### [ТЕКСТ СТАТЬИ]
Рай на земле. Гид по средневековым религиозным утопиям
Вместе с христианством в западную культуру пришло убеждение, что история человечества — это не бесконечное круговращение, как у индуистов или древних греков, а процесс, стремящийся к завершению. Но что там, в этой конечной точке? Как она будет выглядеть? Этот вопрос в устах религиозных деятелей сектантского толка становился опасным оружием. Что, если конец истории можно приблизить, а фундамент грядущего рая на земле — заложить своими руками? Священник и философ Никита Калинин рассказывает о том, как на протяжении поздней Античности и Средневековья религиозные секты пытались переустроить общество на новых началах.
История религиозных утопий восходит к первым векам нашей эры, когда в иудаизме, а затем и в христианстве сформировался обширный пласт апокалиптической литературы. Тексты апокалипсисов с их пламенной поэтикой и туманными аллегориями давали повод для самых разных прочтений, в том числе буквалистских. Идейным обоснованием для множества последующих попыток штурмовать небо стал хилиазм (греч. χιλιάς — тысяча), или милленаризм (лат. mille — тысяча, и annus — год). Согласно этому течению, грядущему окончательному торжеству Бога будет предшествовать тысячелетнее царство праведных на земле. Праведники получат награду не в каком-то метафизическом измерении, а прямо здесь, в своем историческом существовании, как люди из плоти и крови.
На протяжении всей истории Антихриста пытались увидеть в конкретных исторических деятелях от Нерона и Калигулы до Наполеона и Гитлера. Мечты о тысячелетнем царстве тоже связывались со вполне конкретными историческими надеждами.

### [ПРИВЕДЁННЫЙ СПИСОК]
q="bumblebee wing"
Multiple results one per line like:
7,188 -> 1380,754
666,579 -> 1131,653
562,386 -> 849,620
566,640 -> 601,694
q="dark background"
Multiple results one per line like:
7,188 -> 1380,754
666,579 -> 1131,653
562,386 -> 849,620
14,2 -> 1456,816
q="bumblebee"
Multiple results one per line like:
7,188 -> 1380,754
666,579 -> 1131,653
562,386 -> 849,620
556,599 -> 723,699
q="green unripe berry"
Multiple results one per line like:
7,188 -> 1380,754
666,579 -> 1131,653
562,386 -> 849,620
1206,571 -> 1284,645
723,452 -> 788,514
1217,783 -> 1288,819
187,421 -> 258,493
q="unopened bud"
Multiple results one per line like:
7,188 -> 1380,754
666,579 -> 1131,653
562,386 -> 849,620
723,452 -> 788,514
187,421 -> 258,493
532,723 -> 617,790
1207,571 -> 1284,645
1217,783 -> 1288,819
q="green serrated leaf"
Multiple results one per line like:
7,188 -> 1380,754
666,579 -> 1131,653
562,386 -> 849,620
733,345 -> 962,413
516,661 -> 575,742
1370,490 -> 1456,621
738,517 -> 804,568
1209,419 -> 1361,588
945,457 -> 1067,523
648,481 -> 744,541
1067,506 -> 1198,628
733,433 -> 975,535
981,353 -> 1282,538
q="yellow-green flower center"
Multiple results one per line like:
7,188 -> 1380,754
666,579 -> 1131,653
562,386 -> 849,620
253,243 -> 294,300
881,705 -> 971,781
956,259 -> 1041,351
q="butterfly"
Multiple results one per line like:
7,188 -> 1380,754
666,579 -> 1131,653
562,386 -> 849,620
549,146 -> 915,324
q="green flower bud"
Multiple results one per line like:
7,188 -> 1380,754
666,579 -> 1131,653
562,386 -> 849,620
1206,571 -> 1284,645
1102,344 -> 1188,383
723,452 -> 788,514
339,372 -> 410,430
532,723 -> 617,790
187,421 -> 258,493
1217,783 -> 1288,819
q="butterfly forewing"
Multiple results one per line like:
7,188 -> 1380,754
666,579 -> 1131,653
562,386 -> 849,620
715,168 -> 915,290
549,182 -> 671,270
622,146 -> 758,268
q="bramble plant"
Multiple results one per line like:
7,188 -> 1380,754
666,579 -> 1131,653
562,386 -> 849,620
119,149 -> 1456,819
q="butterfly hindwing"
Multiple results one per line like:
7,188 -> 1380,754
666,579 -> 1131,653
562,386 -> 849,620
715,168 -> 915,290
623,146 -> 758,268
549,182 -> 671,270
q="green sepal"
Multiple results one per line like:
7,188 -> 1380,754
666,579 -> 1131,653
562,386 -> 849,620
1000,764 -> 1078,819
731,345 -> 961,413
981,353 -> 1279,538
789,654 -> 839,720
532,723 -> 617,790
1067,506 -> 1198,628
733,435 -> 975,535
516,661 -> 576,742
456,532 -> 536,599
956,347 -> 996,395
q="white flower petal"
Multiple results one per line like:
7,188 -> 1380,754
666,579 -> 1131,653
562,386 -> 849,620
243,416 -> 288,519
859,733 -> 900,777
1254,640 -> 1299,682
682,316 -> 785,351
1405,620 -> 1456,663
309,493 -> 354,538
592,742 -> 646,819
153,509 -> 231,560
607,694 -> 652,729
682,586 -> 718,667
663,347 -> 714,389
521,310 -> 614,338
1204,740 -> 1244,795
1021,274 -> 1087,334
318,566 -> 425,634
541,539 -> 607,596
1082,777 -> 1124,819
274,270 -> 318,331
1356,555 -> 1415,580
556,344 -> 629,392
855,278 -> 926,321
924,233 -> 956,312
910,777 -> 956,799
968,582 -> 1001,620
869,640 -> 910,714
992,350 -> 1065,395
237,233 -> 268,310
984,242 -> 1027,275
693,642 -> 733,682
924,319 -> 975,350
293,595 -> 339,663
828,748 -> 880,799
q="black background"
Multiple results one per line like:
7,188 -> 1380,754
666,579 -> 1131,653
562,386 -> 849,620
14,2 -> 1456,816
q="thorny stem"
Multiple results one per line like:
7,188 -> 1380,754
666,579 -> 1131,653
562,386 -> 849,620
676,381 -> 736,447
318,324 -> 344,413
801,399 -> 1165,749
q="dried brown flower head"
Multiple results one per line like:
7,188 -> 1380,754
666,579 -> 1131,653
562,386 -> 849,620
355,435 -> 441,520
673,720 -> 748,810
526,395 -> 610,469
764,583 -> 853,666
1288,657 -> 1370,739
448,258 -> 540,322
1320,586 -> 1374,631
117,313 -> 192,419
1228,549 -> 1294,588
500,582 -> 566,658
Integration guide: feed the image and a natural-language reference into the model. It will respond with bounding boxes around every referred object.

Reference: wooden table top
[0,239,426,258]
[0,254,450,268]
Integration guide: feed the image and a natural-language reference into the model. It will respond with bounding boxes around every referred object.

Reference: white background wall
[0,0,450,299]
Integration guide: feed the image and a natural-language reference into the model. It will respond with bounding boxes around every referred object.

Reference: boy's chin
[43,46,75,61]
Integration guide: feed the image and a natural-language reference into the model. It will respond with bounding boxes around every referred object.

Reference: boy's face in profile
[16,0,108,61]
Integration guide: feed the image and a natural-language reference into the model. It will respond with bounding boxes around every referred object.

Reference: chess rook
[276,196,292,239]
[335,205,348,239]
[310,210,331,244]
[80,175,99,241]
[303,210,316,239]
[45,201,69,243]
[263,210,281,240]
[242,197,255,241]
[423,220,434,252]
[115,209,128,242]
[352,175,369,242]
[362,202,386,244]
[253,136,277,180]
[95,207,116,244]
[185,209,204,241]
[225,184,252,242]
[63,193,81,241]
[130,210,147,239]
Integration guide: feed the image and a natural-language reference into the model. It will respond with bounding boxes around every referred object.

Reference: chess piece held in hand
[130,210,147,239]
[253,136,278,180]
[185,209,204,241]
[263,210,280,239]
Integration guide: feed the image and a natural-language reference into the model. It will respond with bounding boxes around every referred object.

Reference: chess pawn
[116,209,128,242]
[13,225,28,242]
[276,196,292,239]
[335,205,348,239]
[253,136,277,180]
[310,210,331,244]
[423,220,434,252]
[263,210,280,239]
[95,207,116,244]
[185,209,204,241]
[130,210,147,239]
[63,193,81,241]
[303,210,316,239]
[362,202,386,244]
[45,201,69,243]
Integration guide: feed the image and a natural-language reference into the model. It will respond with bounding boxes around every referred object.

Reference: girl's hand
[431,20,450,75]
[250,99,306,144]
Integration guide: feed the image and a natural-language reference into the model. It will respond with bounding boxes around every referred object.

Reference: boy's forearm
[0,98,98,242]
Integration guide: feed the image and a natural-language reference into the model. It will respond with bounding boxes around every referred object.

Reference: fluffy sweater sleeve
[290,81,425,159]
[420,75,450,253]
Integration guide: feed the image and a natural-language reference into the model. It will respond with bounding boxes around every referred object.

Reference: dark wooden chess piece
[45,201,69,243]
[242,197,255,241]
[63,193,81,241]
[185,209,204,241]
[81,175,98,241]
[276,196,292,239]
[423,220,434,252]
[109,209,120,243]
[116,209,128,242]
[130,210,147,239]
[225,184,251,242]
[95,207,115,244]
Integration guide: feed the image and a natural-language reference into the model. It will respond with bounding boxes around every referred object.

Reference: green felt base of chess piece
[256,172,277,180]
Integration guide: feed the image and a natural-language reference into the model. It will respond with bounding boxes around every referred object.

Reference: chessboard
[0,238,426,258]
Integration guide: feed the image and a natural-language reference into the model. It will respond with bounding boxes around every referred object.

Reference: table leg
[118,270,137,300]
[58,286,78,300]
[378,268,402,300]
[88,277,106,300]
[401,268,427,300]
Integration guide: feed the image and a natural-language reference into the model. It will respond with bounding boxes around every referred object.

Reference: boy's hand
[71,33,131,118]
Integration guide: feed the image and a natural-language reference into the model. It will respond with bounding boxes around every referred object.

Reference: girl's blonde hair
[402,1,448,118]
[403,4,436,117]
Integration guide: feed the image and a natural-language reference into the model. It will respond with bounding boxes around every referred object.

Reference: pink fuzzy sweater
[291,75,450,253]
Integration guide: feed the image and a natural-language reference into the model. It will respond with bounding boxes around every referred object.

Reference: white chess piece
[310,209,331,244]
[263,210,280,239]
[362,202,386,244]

### [ЗАДАНИЕ]
Перепишите фрагмент статьи о средневековых религиозных утопиях, начиная со слов «История религиозных утопий» и заканчивая словами «плоти и крови.», и замените в нём «Праведники» на «Избранные».

### [ОТВЕТ]
История религиозных утопий восходит к первым векам нашей эры, когда в иудаизме, а затем и в христианстве сформировался обширный пласт апокалиптической литературы. Тексты апокалипсисов с их пламенной поэтикой и туманными аллегориями давали повод для самых разных прочтений, в том числе буквалистских. Идейным обоснованием для множества последующих попыток штурмовать небо стал хилиазм (греч. χιλιάς — тысяча), или милленаризм (лат. mille — тысяча, и annus — год). Согласно этому течению, грядущему окончательному торжеству Бога будет предшествовать тысячелетнее царство праведных на земле. Избранные получат награду не в каком-то метафизическом измерении, а прямо здесь, в своем историческом существовании, как люди из плоти и крови.